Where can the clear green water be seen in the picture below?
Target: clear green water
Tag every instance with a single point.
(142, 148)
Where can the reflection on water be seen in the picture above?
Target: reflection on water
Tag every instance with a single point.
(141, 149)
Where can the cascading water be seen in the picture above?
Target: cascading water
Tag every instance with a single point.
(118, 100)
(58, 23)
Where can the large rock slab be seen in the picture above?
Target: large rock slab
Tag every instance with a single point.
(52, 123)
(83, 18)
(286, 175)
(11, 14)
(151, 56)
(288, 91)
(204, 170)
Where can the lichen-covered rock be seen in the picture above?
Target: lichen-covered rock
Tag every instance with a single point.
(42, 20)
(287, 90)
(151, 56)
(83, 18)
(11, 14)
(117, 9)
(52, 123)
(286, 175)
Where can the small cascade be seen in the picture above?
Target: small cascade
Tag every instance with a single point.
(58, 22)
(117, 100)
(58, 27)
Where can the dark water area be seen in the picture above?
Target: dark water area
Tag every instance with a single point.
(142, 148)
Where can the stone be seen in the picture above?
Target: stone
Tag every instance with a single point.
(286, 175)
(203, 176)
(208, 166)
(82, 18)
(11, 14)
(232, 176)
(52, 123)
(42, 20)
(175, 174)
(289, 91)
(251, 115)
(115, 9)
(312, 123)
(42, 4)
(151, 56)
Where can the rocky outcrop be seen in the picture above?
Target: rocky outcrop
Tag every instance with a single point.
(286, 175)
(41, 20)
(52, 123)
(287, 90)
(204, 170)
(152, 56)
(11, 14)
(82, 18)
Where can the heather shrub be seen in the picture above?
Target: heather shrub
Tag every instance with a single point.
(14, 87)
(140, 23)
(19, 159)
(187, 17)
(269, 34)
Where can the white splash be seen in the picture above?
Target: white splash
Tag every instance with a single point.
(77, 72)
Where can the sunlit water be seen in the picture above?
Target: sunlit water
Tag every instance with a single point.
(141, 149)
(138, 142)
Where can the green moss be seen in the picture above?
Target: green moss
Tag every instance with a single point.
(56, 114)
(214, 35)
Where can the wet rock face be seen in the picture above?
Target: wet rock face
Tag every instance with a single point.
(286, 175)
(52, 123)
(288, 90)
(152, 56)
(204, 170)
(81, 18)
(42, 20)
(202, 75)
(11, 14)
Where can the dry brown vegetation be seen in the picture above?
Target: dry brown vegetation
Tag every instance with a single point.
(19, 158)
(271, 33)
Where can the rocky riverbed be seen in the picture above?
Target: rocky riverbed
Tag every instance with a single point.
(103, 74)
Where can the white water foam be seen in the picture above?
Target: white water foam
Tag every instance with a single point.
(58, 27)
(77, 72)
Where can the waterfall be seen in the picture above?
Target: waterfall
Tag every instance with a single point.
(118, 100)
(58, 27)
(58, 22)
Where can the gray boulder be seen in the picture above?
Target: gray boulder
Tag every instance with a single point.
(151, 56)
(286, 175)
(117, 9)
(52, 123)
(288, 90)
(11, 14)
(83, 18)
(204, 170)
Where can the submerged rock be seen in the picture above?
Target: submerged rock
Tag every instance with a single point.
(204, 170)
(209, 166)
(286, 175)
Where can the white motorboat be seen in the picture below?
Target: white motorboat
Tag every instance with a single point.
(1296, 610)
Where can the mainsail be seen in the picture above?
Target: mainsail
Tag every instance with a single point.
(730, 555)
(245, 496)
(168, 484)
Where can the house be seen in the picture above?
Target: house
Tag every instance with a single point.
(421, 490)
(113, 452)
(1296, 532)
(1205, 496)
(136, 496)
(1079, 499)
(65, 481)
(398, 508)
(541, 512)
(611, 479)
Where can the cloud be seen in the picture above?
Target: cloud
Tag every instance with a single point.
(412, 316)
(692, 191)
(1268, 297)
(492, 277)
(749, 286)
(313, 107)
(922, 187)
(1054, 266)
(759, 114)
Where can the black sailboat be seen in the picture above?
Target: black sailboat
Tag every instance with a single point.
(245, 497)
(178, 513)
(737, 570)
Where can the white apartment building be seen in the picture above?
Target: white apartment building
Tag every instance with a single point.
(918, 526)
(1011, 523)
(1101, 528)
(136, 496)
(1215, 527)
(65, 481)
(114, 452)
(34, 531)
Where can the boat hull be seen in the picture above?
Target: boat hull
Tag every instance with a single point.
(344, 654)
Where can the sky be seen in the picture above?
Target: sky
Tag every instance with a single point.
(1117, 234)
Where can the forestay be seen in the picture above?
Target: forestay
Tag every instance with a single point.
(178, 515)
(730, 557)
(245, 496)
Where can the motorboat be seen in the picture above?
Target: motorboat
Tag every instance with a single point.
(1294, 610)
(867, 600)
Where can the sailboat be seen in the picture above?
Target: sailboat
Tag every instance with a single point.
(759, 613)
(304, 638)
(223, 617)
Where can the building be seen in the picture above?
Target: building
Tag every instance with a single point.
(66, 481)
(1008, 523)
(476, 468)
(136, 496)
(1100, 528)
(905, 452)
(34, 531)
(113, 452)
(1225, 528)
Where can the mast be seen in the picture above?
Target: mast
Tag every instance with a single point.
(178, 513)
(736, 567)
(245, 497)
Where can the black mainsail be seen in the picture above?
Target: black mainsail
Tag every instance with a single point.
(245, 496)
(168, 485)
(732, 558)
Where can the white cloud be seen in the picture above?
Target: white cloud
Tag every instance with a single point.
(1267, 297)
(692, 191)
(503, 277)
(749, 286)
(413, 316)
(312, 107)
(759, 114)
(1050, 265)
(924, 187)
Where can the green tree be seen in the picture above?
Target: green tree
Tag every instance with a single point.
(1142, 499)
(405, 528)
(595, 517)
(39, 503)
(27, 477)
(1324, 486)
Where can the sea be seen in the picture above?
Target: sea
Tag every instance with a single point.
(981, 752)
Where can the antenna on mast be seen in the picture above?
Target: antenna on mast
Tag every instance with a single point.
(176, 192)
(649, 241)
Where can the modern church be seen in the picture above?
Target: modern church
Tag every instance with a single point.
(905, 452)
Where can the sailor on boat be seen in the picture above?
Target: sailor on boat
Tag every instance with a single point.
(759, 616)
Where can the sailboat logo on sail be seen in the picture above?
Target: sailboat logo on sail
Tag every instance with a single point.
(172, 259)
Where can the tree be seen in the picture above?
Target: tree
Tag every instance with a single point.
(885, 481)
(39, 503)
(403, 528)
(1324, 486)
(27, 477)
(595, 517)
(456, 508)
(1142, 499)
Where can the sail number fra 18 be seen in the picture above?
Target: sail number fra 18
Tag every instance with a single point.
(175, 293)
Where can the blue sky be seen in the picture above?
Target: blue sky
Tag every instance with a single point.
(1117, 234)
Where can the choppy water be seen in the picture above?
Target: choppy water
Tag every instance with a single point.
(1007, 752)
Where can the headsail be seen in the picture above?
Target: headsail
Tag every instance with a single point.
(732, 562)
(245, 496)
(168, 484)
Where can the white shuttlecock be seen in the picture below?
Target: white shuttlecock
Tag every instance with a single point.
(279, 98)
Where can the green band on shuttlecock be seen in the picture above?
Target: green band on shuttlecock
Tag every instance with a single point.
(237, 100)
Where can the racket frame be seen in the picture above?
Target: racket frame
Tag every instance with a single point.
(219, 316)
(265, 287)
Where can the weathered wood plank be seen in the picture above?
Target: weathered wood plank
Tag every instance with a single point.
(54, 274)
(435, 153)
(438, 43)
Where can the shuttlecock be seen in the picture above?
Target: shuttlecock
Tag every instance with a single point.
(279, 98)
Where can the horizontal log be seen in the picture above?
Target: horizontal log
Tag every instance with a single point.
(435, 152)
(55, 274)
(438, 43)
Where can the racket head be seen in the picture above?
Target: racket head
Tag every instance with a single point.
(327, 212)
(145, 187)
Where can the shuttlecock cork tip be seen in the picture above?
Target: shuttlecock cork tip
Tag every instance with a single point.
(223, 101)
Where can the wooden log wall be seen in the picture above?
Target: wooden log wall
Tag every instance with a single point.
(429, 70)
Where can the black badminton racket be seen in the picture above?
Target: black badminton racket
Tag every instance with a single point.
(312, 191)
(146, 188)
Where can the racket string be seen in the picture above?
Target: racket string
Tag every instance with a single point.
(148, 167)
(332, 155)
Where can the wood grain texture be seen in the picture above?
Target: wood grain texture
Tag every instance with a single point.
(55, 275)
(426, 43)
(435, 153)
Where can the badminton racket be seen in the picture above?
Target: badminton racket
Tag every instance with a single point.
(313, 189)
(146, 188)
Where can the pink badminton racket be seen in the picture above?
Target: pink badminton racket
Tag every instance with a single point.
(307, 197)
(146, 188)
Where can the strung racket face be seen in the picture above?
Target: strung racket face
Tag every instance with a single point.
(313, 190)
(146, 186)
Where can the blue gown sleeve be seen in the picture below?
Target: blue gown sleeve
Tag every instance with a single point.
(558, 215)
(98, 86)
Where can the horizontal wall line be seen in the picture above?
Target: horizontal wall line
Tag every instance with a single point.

* **Description of the task**: Rewrite everything from the line containing "Where can the horizontal wall" down to the end of the items, swapping "horizontal" for "vertical" and leaving the rest untouched.

* **Answer to this exercise**:
Where can the vertical wall line be seen in the picture above?
Target: vertical wall line
Tag every instance with a single point.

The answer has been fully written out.